AIM OF THE EXERCISE: Locate the string "baby" in the records below. Copy every line where it occurs.

Segmentation mask data:
= Beginning of Section =

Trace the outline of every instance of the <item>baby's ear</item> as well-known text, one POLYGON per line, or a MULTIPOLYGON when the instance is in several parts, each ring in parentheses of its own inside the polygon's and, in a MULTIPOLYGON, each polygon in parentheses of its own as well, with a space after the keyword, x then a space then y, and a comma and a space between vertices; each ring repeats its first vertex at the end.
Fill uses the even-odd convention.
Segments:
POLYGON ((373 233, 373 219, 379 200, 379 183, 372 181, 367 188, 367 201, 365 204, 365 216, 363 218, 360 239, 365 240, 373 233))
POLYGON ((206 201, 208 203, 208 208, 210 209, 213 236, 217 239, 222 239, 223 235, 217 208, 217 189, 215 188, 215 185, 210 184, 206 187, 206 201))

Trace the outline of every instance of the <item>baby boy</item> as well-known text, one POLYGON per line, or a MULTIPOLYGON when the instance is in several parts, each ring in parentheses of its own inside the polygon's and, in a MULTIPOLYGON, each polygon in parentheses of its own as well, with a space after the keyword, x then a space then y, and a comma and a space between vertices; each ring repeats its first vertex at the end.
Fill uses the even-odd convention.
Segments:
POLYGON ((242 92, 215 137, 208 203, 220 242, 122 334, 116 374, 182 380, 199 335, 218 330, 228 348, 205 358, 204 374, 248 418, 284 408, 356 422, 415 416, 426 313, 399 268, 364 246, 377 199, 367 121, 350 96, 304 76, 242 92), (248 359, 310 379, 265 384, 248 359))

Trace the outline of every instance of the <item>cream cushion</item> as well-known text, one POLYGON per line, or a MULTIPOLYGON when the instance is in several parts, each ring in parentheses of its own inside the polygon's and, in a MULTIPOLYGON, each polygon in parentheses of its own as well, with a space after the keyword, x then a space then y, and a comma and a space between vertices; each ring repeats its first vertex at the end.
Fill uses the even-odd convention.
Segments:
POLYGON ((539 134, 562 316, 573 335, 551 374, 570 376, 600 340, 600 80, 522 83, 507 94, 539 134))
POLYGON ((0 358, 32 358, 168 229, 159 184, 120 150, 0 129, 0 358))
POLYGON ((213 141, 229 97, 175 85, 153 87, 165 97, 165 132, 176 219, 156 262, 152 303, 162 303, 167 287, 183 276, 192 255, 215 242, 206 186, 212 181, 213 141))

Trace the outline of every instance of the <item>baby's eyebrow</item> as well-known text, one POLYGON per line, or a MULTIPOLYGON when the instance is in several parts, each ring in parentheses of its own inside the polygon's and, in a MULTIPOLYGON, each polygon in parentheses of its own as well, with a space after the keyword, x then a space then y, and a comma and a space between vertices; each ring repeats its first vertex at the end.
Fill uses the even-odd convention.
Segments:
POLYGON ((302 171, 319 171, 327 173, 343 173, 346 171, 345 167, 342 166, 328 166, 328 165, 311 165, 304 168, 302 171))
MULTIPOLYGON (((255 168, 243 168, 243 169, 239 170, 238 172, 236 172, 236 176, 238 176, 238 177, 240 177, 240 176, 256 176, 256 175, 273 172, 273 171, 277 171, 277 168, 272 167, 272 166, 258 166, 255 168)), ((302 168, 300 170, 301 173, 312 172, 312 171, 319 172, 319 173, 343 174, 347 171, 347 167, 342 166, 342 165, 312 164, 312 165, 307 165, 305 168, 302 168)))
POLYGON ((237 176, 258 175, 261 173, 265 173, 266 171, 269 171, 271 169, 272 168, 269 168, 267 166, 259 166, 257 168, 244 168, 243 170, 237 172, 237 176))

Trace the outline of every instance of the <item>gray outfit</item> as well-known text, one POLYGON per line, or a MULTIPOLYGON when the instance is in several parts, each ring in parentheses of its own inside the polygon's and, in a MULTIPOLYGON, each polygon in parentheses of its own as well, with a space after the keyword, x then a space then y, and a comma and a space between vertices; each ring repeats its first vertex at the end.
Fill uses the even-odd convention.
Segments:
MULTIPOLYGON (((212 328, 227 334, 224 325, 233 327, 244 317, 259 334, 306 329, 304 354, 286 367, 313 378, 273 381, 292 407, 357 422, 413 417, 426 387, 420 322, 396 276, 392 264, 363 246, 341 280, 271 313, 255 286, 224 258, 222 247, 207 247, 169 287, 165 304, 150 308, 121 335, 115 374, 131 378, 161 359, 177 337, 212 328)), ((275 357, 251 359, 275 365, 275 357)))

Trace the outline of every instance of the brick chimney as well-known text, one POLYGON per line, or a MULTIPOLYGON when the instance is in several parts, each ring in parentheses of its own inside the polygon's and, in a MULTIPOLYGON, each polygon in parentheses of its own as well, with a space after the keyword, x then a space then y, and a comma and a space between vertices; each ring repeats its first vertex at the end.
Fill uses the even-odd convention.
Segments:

= End of Section =

SOLUTION TO THIS EXERCISE:
Trace the outline of every instance of the <item>baby's ear</item> as well-known text, one POLYGON per line, or a MULTIPOLYGON when the instance is in several parts, each ring in parentheses of its own inside the polygon's and, in a MULTIPOLYGON, each polygon in parentheses of its own as well, with a space after the keyword, x then a space then y, and a comma and a space between vertices; each ring repeats its first vertex at the end.
Trace the outline of every instance of the <item>baby boy</item> as well-known text, one POLYGON per line, or a MULTIPOLYGON when the instance is in several parts, each ring in parentheses of its own inside the polygon's and, in a MULTIPOLYGON, each polygon in parentheses of its own as well, with a space after the keyword, x then a space then y, and a comma and a space between vertices; each ring repeats its first vertex at the end.
Trace the outline of every instance of the <item>baby's eyebrow</item> as well-known text, one POLYGON per line, or a MULTIPOLYGON when the instance is in several parts, each ring in parentheses of its own inside the polygon's and, in a MULTIPOLYGON, each polygon in parentheses of its own as well, with a space after the keyword, x then a space then y, and a comma and a space between vertices; each ring repeats its first vertex at the end.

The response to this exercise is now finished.